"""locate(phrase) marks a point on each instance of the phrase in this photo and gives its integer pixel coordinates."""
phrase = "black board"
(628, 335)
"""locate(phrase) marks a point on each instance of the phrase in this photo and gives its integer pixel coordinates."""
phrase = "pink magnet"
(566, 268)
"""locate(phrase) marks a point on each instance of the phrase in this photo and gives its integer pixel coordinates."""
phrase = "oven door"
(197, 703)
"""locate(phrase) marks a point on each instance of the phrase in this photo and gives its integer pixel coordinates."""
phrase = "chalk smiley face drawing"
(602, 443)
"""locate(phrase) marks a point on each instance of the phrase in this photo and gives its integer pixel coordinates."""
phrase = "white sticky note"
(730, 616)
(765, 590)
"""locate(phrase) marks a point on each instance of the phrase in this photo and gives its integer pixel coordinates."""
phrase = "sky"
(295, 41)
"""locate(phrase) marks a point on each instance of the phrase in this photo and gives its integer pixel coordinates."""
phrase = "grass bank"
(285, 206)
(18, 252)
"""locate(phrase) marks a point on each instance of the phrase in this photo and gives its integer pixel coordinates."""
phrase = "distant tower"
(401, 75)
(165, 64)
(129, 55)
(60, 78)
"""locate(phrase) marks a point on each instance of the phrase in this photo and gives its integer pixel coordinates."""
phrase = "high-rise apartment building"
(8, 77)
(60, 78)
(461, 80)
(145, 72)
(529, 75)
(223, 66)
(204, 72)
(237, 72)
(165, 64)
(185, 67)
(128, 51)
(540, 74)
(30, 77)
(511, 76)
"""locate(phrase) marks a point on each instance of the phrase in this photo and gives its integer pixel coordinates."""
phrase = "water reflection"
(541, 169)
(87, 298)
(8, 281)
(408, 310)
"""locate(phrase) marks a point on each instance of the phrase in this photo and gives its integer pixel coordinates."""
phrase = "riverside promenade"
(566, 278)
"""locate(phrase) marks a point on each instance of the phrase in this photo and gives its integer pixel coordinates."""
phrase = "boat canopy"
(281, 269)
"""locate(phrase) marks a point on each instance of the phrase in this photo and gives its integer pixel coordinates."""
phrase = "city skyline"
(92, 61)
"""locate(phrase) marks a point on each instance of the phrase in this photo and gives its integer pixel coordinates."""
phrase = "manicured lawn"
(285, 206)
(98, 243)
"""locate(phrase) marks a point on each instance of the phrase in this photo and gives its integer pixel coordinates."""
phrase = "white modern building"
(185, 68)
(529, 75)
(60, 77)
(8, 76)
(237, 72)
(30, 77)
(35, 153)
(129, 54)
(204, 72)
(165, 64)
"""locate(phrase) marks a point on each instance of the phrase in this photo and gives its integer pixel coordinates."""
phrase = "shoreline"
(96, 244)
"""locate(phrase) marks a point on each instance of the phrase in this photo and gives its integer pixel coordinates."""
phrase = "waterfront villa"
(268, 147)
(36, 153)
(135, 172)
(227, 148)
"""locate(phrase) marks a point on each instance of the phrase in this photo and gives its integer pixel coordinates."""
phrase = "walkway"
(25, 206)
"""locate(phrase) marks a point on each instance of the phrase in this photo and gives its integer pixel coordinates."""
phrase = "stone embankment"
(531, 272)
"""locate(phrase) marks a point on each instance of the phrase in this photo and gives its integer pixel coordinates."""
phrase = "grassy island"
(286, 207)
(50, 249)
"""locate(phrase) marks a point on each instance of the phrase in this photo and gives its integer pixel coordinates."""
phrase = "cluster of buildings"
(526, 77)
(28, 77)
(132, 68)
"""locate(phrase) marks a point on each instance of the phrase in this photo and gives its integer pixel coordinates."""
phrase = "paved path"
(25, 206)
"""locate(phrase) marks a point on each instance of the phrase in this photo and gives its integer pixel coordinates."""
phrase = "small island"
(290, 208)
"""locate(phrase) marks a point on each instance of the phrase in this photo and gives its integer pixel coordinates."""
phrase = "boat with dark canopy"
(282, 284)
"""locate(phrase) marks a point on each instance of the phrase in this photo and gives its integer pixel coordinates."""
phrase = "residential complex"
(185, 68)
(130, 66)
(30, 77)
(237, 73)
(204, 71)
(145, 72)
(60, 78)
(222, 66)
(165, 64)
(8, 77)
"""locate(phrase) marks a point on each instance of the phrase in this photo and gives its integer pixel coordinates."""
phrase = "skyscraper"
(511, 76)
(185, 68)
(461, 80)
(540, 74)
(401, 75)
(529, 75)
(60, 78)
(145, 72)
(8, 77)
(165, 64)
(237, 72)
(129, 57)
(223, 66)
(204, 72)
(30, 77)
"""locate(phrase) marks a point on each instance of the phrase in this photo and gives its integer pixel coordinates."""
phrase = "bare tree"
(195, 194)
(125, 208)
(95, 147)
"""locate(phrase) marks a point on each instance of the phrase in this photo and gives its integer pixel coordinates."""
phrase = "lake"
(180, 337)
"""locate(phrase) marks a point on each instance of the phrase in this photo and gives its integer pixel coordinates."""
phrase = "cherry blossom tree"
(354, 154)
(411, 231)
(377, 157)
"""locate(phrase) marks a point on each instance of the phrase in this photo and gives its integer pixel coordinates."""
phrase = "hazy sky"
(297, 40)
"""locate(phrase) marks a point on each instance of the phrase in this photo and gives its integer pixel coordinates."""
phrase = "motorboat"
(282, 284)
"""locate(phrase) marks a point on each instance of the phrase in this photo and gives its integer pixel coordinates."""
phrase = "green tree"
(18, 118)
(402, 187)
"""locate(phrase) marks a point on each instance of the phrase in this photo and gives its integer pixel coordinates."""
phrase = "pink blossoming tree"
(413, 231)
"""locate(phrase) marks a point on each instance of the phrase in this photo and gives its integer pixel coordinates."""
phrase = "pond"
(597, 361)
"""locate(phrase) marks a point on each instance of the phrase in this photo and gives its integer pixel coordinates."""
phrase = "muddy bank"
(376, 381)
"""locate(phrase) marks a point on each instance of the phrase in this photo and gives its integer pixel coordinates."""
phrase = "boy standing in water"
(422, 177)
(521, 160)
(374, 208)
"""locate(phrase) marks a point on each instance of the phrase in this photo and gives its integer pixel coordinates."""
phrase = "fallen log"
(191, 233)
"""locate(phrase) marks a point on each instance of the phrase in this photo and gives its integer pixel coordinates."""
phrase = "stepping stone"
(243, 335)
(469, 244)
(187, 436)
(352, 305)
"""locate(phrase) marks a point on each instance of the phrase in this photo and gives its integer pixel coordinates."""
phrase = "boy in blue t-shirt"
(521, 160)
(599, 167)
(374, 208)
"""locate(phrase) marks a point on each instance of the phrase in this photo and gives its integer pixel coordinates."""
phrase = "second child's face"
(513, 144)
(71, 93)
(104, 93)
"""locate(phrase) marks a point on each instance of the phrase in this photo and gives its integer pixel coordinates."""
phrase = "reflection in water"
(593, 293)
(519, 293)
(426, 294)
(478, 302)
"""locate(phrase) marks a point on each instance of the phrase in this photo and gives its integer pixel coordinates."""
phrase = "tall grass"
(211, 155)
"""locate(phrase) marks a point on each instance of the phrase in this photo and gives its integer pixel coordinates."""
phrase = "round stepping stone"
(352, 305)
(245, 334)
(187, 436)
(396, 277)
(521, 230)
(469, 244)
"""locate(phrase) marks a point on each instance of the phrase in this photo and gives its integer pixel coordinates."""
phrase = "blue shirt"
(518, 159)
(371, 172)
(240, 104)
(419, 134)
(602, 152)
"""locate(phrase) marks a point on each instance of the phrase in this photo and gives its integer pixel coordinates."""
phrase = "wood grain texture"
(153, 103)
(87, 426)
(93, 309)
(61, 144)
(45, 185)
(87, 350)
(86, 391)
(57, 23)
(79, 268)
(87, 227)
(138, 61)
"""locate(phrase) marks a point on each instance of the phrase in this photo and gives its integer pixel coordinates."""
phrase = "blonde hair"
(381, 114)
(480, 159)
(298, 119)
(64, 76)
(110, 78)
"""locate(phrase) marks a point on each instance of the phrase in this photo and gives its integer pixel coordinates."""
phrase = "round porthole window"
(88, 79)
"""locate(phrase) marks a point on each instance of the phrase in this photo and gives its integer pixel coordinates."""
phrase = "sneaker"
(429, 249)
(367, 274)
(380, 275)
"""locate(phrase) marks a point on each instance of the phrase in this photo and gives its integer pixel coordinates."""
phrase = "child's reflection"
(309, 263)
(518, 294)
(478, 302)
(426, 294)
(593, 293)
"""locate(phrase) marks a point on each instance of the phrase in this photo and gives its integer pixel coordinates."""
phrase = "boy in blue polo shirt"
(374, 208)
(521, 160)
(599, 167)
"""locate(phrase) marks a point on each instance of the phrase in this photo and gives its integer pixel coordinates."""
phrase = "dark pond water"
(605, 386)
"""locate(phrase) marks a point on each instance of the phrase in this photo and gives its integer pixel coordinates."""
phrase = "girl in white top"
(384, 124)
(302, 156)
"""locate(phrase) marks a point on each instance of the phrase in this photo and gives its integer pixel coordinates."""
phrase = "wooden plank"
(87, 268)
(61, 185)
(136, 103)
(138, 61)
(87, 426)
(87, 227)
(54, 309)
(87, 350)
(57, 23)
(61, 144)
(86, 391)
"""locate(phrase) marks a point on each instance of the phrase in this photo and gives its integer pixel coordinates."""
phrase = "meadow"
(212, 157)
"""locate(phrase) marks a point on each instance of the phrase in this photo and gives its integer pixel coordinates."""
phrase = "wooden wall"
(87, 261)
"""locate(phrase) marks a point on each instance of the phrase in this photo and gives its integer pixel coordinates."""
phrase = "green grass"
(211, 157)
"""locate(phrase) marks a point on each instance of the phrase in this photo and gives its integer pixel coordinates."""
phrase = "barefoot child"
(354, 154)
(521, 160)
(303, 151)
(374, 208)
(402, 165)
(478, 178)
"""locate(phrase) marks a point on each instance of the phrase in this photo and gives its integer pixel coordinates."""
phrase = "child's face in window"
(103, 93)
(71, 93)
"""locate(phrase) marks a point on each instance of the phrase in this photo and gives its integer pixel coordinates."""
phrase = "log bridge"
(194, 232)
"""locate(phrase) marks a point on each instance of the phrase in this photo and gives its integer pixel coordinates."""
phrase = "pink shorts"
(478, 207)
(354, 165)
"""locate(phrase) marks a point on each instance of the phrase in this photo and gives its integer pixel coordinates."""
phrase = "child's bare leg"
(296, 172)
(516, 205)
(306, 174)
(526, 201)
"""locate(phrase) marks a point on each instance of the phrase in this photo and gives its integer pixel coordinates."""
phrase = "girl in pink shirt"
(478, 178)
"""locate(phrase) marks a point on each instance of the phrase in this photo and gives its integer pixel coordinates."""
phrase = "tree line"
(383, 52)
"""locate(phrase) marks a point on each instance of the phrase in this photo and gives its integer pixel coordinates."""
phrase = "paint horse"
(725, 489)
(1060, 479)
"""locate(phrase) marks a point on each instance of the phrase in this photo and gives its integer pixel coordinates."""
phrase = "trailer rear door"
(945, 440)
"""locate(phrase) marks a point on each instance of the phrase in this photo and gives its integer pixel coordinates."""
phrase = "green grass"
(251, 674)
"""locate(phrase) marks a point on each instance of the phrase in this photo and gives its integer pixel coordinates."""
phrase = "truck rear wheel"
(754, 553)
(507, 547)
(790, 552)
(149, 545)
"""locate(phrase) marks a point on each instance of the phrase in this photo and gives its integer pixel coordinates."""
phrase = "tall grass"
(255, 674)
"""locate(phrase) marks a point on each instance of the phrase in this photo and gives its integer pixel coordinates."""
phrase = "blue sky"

▶ **Problem requirements**:
Extract every line of the listing above that contains the string "reflection". Matching is case-sensitive.

▶ **In response**:
phrase = "water reflection"
phrase = "reflection in water"
phrase = "child's reflection"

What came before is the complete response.